Source text
● ● ● ● ● ● ●
Wednesday, February 22, 2012

How to enjoy sex after menopause


Soon after women hit the menopause stage, they start worrying about having sex. Will it hurt? Will my appetite for sex go away?

But the reality of the matter is that women can enjoy a healthy and vigorous sex life even after menopause. Often times, the definition of 'good sex' might change post-menopause. The key lies in identifying what is pleasurable for you and how you wish to continue being sexually active. Here's how you can enjoy sex even years after hitting menopause.

Managing hormones. Soon after women hit the menopause stage, they tend to have low levels of estrogen and progesterone - the prime sex hormones. Furthermore, this can make sexual activity uncomfortable by leading to tiny tears in the vaginal walls. You can work your way around lowered hormonal balance by using lubricants, indulging in lengthier foreplay, and even some estrogen cream.

Your desire for sex may plummet because of the low levels of testosterone in your body or because of age-linked health conditions. Medically it is suggested that you should not be focused on achieving orgasm, but you should start enjoying each other's bodies and compatibility. Don't rely too much on unnecessary drugs and always make it a point to talk to your doctor before starting any new medication routine, as it may have an adverse affect on your sexual desire. Masturbating, sensual massages, kissing, cuddling and maintaining open channels of communication are all essential to revive your interest in sex life.

Masturbation can come to your rescue. Often seen as unnatural, masturbating is a self-assuring sexual activity that can be quite helpful. Infact, if you masturbate you can find your trigger points, which you can then share with your sexual partner for a better sexual relationship. Masturbation per se does not cause any health conditions. However if you do it in excess, it can be categorized as an addiction for which one might need a sexologist's help.
● ● ● ● ● ● ●
Exercise
Write the next part of the article on enjoying sex after menopause, picking up after its final sentence.
● ● ● ● ● ● ●
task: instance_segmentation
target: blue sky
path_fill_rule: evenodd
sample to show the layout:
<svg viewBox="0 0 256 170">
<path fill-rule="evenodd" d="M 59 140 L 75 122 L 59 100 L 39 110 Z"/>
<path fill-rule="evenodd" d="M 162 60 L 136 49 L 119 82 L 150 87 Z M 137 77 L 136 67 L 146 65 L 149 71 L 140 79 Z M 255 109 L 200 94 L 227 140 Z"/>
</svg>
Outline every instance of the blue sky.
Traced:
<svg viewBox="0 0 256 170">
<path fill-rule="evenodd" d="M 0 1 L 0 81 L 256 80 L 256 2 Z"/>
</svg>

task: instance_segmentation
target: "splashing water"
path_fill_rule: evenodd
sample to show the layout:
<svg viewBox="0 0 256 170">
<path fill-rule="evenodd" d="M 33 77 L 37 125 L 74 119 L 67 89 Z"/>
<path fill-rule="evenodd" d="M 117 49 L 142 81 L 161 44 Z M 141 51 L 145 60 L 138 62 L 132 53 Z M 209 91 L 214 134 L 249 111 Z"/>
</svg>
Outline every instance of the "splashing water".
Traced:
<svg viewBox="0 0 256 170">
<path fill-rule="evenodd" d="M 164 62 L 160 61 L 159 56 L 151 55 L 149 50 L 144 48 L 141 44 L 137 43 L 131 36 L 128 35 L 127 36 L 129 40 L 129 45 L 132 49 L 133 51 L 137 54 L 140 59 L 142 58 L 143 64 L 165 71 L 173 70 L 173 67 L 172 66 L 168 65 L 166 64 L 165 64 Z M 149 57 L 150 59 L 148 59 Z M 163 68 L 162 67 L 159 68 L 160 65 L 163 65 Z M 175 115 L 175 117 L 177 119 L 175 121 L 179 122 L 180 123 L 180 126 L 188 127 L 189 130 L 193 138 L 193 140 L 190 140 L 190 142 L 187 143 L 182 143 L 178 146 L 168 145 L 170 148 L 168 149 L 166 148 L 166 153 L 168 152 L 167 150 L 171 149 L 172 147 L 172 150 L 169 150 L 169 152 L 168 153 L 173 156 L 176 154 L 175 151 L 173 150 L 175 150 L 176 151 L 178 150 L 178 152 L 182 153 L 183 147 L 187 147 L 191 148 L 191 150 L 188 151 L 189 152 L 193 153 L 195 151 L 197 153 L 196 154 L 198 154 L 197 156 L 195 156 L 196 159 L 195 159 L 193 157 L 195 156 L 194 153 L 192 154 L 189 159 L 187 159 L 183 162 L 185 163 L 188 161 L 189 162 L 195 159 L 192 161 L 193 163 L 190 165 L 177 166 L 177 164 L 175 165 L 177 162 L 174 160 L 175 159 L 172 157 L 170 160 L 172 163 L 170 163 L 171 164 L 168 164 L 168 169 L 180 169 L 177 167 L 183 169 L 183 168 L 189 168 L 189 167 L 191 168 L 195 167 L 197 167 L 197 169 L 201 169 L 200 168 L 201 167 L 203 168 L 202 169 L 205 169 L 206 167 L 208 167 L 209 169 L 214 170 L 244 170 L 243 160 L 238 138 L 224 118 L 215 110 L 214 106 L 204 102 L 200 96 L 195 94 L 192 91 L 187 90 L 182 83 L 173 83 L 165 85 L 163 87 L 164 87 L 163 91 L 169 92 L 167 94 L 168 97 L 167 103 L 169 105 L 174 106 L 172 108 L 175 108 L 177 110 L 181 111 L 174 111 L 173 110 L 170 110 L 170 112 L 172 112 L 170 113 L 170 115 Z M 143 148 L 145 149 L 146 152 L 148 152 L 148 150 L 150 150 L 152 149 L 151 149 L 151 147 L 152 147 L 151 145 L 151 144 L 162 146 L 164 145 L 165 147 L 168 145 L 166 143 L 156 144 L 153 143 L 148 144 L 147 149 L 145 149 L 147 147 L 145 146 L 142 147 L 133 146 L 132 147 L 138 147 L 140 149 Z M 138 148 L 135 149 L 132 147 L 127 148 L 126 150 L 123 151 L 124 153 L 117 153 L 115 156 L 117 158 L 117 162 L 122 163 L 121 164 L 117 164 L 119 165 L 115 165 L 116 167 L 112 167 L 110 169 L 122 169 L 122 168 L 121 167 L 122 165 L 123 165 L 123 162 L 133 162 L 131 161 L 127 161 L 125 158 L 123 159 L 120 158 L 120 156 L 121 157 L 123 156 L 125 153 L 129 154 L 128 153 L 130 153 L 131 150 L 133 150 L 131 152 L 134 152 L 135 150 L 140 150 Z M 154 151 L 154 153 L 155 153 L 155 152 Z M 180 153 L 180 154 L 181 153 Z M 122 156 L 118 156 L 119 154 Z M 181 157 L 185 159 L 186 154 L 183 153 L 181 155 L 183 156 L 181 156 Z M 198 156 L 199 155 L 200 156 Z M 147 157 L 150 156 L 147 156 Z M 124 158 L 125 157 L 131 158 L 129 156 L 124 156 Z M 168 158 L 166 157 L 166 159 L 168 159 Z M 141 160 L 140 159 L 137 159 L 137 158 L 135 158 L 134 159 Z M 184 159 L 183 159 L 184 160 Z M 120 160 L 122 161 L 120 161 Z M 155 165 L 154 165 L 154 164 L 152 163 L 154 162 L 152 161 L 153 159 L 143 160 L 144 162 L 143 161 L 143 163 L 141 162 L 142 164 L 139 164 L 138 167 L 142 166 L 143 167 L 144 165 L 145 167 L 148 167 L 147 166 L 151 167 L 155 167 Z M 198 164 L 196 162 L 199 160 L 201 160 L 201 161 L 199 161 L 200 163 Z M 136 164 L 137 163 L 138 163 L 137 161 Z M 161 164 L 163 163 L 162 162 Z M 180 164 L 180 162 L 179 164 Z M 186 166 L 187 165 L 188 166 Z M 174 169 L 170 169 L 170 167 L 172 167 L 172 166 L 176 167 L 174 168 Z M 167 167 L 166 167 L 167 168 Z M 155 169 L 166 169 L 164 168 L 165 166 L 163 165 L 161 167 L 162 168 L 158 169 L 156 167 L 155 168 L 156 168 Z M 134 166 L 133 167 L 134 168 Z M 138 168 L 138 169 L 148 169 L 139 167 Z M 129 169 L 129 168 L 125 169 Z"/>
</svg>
● ● ● ● ● ● ●
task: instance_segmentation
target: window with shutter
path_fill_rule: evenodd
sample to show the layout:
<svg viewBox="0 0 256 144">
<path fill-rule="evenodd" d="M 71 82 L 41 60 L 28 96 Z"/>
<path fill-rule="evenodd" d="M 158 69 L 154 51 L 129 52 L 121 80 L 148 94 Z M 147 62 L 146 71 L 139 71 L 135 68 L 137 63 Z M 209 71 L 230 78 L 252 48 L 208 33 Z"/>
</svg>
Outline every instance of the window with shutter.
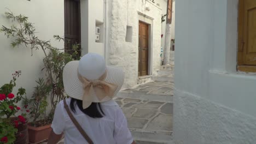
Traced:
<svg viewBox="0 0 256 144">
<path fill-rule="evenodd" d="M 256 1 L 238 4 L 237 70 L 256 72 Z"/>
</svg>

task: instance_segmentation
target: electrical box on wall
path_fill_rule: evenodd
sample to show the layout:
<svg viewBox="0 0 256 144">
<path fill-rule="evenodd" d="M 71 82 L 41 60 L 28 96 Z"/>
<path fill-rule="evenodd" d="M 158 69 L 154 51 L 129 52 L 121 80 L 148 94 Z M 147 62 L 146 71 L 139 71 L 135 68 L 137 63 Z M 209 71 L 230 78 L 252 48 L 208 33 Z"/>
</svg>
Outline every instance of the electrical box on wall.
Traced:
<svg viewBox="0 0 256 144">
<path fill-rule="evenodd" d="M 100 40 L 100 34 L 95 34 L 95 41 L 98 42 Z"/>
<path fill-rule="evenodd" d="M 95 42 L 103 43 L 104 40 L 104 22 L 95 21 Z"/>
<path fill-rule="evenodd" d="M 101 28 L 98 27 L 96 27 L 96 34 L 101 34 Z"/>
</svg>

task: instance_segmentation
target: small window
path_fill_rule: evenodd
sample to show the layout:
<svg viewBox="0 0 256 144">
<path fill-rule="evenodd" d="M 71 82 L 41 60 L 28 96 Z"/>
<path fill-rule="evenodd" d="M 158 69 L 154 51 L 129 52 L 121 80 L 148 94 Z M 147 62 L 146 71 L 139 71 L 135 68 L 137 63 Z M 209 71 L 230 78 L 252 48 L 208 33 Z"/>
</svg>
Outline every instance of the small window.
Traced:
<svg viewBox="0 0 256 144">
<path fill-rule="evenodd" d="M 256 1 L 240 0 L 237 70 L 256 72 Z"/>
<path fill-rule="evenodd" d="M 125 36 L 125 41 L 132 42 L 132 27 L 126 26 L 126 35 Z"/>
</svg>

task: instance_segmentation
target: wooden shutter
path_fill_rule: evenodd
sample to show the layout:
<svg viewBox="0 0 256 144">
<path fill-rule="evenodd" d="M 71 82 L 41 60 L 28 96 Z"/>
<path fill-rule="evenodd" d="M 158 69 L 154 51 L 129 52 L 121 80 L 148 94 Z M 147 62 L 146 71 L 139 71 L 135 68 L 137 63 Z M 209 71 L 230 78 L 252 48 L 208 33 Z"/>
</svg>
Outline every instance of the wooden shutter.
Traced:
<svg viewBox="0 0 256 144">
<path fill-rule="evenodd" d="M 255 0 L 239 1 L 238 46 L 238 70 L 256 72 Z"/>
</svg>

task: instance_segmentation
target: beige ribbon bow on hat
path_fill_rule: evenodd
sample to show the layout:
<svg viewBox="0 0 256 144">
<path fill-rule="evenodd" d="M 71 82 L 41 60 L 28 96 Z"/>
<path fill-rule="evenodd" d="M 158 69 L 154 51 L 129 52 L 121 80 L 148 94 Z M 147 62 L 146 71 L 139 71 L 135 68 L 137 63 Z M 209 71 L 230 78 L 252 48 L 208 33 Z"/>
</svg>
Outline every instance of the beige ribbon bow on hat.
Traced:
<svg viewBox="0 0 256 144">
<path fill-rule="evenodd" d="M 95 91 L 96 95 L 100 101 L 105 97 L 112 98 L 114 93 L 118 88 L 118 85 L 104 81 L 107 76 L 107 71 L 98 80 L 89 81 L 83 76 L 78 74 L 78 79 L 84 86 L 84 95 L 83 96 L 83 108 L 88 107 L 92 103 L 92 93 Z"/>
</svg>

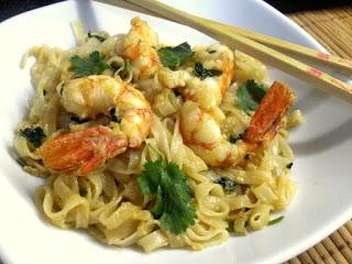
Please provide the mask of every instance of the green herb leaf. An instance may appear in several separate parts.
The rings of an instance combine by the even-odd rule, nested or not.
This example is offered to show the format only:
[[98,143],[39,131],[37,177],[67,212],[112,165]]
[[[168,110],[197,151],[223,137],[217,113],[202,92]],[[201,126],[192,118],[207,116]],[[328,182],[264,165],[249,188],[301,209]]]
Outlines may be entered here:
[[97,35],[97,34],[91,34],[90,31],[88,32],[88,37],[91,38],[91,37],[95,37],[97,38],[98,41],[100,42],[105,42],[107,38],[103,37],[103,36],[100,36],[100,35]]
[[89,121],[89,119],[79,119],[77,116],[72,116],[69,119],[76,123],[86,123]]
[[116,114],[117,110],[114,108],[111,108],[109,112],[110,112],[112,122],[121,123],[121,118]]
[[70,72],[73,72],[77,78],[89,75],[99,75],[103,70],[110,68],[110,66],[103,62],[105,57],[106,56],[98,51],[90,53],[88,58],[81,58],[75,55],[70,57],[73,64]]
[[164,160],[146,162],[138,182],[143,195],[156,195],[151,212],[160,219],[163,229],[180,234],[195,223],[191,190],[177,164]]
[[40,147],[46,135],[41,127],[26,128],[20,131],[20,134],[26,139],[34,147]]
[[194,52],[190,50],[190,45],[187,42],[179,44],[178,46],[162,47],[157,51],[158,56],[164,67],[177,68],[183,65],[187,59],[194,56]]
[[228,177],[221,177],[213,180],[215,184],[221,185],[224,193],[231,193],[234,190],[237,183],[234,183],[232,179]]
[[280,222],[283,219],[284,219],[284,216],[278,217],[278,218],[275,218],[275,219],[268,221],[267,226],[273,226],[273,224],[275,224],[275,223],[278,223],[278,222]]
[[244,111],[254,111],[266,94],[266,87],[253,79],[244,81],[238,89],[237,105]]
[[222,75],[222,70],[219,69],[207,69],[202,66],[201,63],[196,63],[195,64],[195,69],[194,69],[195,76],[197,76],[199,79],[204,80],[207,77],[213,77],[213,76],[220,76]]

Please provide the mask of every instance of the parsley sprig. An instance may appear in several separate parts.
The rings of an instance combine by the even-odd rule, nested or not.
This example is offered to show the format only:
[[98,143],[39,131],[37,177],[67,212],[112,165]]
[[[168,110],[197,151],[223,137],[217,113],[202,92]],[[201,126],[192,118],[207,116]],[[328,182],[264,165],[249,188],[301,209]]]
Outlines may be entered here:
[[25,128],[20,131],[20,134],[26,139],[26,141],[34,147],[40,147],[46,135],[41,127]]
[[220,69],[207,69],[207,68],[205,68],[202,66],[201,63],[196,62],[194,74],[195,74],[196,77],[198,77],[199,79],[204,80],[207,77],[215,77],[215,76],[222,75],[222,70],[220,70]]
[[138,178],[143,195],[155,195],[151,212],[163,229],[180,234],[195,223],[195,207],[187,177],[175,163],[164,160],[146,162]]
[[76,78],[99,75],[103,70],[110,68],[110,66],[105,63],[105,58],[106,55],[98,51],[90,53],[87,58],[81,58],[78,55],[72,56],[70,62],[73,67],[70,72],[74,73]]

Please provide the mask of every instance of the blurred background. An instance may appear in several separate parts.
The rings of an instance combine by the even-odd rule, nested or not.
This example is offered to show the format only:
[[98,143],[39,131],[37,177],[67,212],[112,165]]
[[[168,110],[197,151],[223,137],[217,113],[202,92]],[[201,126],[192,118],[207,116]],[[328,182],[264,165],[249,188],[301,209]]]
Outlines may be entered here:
● ● ● ● ● ● ●
Response box
Sex therapy and counselling is helpful. If everything else fails, and you continue experiencing a lack of sexual desire, you can always go for sex therapy or counselling. Therapists will help you in sorting your feelings out in detail. A counsellor or therapist will help you deal with any lack of communication, insecurities and other psycosexual issues that might be hampering your sex life. They may also suggest additional strategies for dealing with sex problems, besides suggesting medical treatment.

Hormone replacement therapy. The primary aim of dealing with menopause is providing symptomatic relief and adding some zing to your sex life. It may include lifestyle changes or hormone therapy, or treatment of specific symptoms with non hormonal medications. Nowadays, hormone replacement therapy (HRT), is only suggested for women with severe symptoms and those who do not respond to other treatment modalities. Women with severe hot flashes, night sweats, mood swings, or vaginal dryness should be prescribed HRT only after discussing the benefits and risks of hormone therapy.

A healthy lifestyle is a must. It is never too late to work those lethargic muscles out and feel young all over again. And, if it adds an edge to your sexual life, they why not! Strengthen your vaginal walls and pelvic floor muscles through Kegel exercises as it will help you in achieving better orgasm. Please note you should not perform Kegel exercises with a full bladder or while urinating. If done so, it can actually weaken the muscles as well as lead to incomplete emptying of the bladder, which increases the risk of urinary tract infection.